▸ **EXERCISES TO COMPLETE**
a) Answer these three questions using the article on pollinators and air pollution:
(i) What diameter were the rings the researchers built?
(ii) What kind of plants grew in the field where the rings were set up?
(iii) In which issue of which publication did the team share its findings?
b) Echo a passage from the article on pollinators and air pollution word for word. Begin at the words "This butterfly is" and stop after the words "and pollinate flowers.".

▸ **PAGE TEXT**
Bees and butterflies struggle to find flowers in polluted air

Tailpipe emissions from cars and trucks makes it harder for pollinators to find food

a close-up photo of a grey and white butterfly sipping nectar from yellow flowers

This butterfly is sipping nectar from flowers on a black mustard plant. Pollution makes it harder for butterflies and bees to find nectar and pollinate flowers.

Philip Stewart/iStock/Getty Images Plus

Lacking a nose, insects such as butterflies and bees use their antennae to detect scents. Those scents help them find food and more. What happens, though, when air pollution overwhelms the scents on which these critters depend? Those insects become less likely to visit a flower or to pollinate it. That’s the finding of a new study.

People depend on insects to pollinate the plants that make many of the fruits, nuts and vegetables we eat. Past studies had shown urban air pollution might mask the scents insects use to find flowers. For instance, ozone — an ingredient in smog — can break down the scents released by flowers. Computer models predicted this would cause problems for insects seeking flowers for a meal. But scientists weren’t sure that would happen in real life. 

James Ryalls and his team decided to find out if it would.

Ryalls is a biologist at the University of Reading in England. Working in a field of black mustard plants, his group crafted a system made up of rings eight meters (26 feet) in diameter. Each area was open, so nearby insects could fly into it. The researchers pumped pollutant gases into these rings. Two rings received diesel fumes. Two more got ozone. Another two got both gases. A final pair of rings was a control and received no added gases.

The tests took place over two summers. During each field season, the scientists counted how many times insects visited the flowers in each ring.

“The results were much more severe than we thought,” Ryalls says. Adding both the diesel exhaust and ozone pollution “caused up to 90 percent less insects to be able to find the flowers that they need for food,” he says. This was in comparison to the pollutant-free rings. In some cases, only some 30 percent of the pollinating insects even entered the circles with piped in pollution.

This surprised the scientists. Levels of the gases being brought in were comparable to what might be found near normal road traffic. The test levels in these fields were actually lower than legal limits in England.

The team shared its findings in the March issue of Environmental Pollution.

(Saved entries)
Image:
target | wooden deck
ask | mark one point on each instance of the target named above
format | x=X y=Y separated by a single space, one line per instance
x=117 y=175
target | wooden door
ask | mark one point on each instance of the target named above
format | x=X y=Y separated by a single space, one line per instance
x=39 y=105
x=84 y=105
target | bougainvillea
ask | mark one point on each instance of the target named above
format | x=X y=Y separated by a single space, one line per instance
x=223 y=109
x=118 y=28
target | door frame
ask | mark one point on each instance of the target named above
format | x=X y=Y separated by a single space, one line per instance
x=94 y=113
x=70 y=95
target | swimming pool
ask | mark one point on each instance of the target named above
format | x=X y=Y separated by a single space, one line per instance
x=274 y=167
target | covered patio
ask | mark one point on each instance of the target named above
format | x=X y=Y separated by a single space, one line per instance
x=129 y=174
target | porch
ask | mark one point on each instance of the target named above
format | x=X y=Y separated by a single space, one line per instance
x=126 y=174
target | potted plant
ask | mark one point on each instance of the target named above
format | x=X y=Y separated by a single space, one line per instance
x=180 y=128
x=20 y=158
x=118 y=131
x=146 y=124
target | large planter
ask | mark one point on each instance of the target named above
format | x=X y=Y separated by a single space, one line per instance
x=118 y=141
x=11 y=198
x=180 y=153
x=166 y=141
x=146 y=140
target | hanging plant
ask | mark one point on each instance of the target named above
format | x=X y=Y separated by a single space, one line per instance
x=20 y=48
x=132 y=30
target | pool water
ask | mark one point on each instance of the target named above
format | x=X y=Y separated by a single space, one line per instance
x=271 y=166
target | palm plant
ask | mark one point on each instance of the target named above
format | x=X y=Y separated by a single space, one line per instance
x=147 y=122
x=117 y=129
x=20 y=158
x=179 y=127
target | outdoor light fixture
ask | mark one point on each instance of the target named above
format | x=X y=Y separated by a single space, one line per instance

▸ **ANSWERS GIVEN**
a)
(i) Eight meters (26 feet).
(ii) Black mustard plants.
(iii) The March issue of Environmental Pollution.

b)
This butterfly is sipping nectar from flowers on a black mustard plant. Pollution makes it harder for butterflies and bees to find nectar and pollinate flowers.